● **ENTRIES SHOWN**:
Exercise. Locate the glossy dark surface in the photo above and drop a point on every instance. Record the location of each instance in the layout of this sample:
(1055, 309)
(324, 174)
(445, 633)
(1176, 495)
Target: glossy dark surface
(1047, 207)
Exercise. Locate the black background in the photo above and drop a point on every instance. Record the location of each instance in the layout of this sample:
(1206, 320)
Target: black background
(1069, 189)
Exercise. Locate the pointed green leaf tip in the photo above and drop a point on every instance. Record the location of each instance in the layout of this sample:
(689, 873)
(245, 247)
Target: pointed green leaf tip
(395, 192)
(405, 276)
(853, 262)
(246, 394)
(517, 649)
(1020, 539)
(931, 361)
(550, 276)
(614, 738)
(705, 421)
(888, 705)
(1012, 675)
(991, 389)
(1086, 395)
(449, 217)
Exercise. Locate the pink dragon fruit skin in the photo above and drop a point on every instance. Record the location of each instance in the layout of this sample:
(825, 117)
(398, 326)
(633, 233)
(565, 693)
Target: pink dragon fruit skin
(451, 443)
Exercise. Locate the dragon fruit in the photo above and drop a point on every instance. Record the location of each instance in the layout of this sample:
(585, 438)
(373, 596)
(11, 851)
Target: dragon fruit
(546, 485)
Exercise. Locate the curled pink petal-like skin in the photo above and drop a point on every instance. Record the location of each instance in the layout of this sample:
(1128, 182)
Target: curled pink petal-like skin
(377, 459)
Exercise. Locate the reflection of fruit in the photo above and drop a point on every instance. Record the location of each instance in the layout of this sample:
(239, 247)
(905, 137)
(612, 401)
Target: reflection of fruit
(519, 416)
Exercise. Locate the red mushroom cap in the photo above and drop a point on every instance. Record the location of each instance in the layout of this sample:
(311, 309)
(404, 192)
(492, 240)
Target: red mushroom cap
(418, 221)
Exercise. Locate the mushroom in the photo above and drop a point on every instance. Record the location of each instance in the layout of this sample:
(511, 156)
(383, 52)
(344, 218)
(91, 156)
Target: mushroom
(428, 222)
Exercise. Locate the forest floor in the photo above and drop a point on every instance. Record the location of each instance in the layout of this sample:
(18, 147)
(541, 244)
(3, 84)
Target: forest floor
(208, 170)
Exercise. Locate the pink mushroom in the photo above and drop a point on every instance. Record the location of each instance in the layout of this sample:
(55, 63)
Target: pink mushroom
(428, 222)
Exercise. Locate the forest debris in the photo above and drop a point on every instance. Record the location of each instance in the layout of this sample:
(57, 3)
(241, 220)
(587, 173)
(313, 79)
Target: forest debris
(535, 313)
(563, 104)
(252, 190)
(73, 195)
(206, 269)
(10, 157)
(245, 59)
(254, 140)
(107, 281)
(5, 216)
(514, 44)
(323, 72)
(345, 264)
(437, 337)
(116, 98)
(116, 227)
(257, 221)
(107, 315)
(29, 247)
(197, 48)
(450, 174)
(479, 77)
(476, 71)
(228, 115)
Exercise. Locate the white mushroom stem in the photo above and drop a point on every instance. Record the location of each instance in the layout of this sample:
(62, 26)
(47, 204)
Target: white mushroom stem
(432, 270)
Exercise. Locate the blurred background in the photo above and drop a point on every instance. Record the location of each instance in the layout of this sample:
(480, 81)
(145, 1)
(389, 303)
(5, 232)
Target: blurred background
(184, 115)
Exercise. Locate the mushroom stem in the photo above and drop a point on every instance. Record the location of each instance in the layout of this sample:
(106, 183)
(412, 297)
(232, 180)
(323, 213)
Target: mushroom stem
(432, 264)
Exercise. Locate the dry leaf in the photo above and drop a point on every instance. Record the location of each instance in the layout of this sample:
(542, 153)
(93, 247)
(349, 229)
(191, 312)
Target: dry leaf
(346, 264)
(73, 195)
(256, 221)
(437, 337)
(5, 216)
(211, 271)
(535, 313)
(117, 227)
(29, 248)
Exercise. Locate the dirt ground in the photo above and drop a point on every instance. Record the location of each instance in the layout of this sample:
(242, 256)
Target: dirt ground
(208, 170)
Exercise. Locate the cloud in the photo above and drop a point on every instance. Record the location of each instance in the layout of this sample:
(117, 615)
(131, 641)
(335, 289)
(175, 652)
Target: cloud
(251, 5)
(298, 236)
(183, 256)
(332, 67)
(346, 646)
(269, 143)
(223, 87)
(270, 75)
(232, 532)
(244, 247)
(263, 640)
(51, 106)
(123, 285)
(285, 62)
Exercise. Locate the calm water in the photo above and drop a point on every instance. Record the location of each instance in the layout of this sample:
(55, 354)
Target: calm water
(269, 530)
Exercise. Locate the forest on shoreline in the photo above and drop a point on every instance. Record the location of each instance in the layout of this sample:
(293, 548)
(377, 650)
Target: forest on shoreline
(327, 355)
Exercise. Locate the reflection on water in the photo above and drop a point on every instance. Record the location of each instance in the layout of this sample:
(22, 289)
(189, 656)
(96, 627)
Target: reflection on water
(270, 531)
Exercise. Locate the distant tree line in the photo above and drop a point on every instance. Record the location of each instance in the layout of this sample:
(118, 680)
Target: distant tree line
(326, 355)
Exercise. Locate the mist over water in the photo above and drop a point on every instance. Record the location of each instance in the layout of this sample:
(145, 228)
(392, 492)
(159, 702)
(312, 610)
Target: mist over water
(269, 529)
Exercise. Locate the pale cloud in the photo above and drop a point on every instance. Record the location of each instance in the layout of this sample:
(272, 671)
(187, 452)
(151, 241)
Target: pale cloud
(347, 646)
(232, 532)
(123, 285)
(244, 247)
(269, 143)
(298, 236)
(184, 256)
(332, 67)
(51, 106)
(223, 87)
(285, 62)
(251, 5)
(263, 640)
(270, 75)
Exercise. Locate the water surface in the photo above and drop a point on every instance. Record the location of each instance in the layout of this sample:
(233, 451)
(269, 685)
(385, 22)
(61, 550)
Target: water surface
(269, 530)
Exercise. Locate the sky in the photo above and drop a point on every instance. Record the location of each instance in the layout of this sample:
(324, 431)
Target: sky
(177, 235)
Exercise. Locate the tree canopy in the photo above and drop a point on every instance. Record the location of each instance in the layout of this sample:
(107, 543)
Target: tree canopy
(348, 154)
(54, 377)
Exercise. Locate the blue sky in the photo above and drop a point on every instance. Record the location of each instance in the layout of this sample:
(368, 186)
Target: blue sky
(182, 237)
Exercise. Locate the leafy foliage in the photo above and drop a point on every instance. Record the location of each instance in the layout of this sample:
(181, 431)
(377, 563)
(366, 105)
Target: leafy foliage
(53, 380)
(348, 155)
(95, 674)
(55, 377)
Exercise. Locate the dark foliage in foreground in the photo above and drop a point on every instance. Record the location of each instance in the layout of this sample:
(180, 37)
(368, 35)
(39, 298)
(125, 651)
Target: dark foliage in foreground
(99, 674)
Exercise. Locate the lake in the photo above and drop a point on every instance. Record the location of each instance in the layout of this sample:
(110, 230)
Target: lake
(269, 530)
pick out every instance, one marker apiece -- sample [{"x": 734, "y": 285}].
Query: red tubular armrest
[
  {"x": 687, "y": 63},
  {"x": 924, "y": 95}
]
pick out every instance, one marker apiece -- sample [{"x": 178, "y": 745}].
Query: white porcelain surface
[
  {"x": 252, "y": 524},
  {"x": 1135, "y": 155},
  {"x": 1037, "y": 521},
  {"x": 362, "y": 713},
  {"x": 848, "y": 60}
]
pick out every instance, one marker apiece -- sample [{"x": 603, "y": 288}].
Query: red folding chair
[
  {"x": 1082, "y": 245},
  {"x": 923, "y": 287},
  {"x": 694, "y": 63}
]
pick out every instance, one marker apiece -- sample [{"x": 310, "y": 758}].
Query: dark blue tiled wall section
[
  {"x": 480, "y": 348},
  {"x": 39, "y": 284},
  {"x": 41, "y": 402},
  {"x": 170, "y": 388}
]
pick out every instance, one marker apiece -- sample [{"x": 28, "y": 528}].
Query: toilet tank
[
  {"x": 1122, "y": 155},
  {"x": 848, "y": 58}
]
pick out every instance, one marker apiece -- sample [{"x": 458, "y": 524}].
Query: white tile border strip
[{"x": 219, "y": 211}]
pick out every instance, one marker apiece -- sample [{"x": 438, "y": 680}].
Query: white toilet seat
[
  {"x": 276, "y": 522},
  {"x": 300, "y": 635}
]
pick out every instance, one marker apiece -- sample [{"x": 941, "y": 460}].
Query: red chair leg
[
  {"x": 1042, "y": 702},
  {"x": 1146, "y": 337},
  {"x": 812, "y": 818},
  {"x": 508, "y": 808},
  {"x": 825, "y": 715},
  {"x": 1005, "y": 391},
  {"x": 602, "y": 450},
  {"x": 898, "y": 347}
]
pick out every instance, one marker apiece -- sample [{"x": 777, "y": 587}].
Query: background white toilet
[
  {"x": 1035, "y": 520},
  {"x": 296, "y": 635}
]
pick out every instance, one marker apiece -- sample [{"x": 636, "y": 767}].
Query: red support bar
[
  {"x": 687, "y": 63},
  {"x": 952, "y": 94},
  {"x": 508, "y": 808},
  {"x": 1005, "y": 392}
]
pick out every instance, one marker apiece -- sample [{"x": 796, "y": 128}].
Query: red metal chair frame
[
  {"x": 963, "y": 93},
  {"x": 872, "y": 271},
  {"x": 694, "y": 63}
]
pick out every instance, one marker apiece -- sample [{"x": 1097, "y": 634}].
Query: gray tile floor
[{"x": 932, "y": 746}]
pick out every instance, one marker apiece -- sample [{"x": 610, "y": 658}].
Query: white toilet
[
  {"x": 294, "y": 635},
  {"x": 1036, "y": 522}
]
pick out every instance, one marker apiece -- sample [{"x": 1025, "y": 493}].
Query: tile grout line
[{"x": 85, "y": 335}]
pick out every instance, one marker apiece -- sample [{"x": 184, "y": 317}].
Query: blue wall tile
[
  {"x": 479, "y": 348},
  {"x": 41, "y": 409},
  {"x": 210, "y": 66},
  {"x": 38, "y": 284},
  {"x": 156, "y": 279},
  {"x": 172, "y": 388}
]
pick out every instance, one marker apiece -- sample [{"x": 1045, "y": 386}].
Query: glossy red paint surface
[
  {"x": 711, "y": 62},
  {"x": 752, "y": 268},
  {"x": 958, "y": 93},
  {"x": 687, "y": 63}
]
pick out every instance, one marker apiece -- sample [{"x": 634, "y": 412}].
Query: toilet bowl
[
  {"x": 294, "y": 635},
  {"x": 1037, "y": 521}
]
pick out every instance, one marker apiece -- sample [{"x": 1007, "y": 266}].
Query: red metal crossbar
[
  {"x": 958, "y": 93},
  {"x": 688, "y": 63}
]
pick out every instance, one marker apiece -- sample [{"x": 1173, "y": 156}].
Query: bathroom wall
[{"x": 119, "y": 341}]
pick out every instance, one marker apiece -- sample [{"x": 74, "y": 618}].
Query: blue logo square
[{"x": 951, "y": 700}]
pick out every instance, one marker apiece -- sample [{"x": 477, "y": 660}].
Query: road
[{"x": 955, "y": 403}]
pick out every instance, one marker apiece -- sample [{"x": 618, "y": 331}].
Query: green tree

● **EXERCISE TASK**:
State how many lines in the items above contain the word “curled”, giving only the number.

● **TASK RESULT**:
2